***** Dataset content *****
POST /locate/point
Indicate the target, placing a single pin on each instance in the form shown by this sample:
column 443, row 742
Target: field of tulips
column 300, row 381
*****
» **Task to complete**
Reproduce all of the material above line for line, without changing a single character.

» **Final result**
POST /locate/point
Indicate the target, placing a single pin on each instance in the form shown by this sample:
column 443, row 742
Target: field of tulips
column 300, row 381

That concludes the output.